Blockstream has announced a new version of their satellite bitcoin blockchain stream: https://blockstream.com/2020/05/04/en-announcing-blockstream-satellite-2/

It now supports getting the entire blockchain history over the satellite!

I've been beta testing this the last few weeks. The software is still pretty new but it's great.

One of the exciting new technical features in it is that it has an alternative serialization of Bitcoin transactions which is more bandwidth efficient.  Any bitcoin transaction can be losslessly converted, one transaction at a time, into this alternative serialization and applied across the whole Bitcoin history it reduces transaction sizes by about 25%.

It saves a little more on older blocks, in part because their transactions have a lot more uncompressed pubkeys and compressing pubkeys is one of the things it does to shrink transactions. Newer blocks are more like 20% smaller using this serialization.

Similar, but somewhat less reduction in size can be achieved by using standard compression tools like xz or zstd on groups of blocks.  But because the new serialization in blocksat works a single transaction at a time it's compatible with both transaction relay and fibre's-mempool-powered-reconstruction. (if you do want to work whole-block-at-a-time it can also be combined with traditional compression to get a little more savings).

If a Bitcoin nodes were to use this generally, they could drop their on-disk storage requirement for the full block data by about 25%, they could also negotiate using it with supporting peers and lower their bandwidth used for initial sync and transaction relay. Post erlay, this would give a 15% reduction in the total ongoing bandwidth usage of a node (pre-erlay the bandwidth used by INVs would diminish the gains a lot for anything except history sync).

The cool thing about it is that it's not a consensus change: How you store a block locally, or how two consenting peers share transactions data is no one else's business.  This is why blocksat 2.0 can use the new format without anything changing in the rest of the Bitcoin network.  Right now the blocksat software only uses this new serialization over the satellite-- where space savings is also critical--, but using it on disk or with other peers wouldn't be a huge addition.

The downsides of the new serialization is that it's more computationally expensive to decode than the traditional one, and of course the implementation has a bit of complexity. I've been pushing for this [sort of idea since 2016](https://people.xiph.org/~greg/compacted_txn.txt) (note: the design I described in that link is only morally similar, their bitstream is different-- I'd link to docs on it but I don't think there are any yet), so I'm super excited to see it actually implemented!

------------------------------

◆ **Given instruction A**
Return every line of the records that contains the word "green".
The text and the records that follow it are independent of each other.

------------------------------

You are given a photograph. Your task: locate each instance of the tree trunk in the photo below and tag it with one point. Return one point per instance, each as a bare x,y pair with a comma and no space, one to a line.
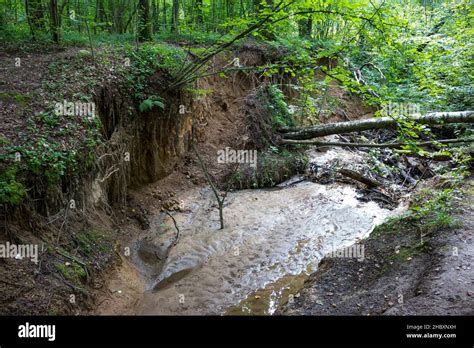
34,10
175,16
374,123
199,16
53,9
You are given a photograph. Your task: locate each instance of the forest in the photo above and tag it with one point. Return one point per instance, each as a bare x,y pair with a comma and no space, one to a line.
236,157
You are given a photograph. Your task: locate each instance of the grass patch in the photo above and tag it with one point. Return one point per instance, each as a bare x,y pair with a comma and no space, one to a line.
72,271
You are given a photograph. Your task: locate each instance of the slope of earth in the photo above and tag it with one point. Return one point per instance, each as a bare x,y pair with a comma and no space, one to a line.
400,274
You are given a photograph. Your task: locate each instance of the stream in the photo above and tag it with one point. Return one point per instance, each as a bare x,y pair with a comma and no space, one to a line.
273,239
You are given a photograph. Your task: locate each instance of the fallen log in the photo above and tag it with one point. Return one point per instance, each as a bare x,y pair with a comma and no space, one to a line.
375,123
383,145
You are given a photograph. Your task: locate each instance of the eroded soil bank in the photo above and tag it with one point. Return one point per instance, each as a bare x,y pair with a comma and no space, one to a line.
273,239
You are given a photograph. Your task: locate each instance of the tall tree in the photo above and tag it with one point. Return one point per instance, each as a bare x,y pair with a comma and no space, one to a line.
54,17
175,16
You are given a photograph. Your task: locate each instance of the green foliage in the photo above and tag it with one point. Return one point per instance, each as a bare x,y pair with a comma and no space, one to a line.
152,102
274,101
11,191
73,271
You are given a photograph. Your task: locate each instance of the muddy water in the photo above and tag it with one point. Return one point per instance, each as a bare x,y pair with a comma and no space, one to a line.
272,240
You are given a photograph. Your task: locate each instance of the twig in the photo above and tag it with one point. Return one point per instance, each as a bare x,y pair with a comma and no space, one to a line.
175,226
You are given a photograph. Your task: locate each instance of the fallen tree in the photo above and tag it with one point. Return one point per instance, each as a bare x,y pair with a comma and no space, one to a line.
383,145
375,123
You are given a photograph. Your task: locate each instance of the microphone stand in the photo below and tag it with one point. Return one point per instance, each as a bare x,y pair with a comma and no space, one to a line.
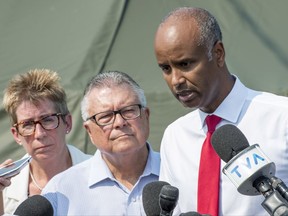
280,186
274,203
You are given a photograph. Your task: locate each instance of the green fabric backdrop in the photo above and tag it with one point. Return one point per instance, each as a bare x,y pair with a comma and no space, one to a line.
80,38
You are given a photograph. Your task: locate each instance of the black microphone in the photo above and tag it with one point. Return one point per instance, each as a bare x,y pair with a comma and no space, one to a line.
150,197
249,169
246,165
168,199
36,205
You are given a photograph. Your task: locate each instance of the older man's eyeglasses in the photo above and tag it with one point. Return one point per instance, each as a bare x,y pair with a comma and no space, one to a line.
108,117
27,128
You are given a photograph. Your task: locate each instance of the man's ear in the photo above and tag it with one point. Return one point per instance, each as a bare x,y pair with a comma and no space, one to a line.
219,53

------------------------------

◆ **Given instruction B**
Reproduce everything in the Blockstream satellite post from "I've been beta" down to "by about 25%.", changing "alternative serialization" to "compact encoding" throughout.

◆ **Expected answer A**
You are given a photograph. Your task: locate each instance of the green foliage in the photo above and tag it with one point. Return one point per instance, each as a bare x,y pair with a comma and no space, one to a line.
You are given a photograph. Your task: locate each instance of the green fabric backdrop in the photo above and tag it with one point. Return one point per instance, each as a bare x,y pair with a comma and no space, one to a line.

◆ **Expected answer B**
I've been beta testing this the last few weeks. The software is still pretty new but it's great.

One of the exciting new technical features in it is that it has an compact encoding of Bitcoin transactions which is more bandwidth efficient.  Any bitcoin transaction can be losslessly converted, one transaction at a time, into this compact encoding and applied across the whole Bitcoin history it reduces transaction sizes by about 25%.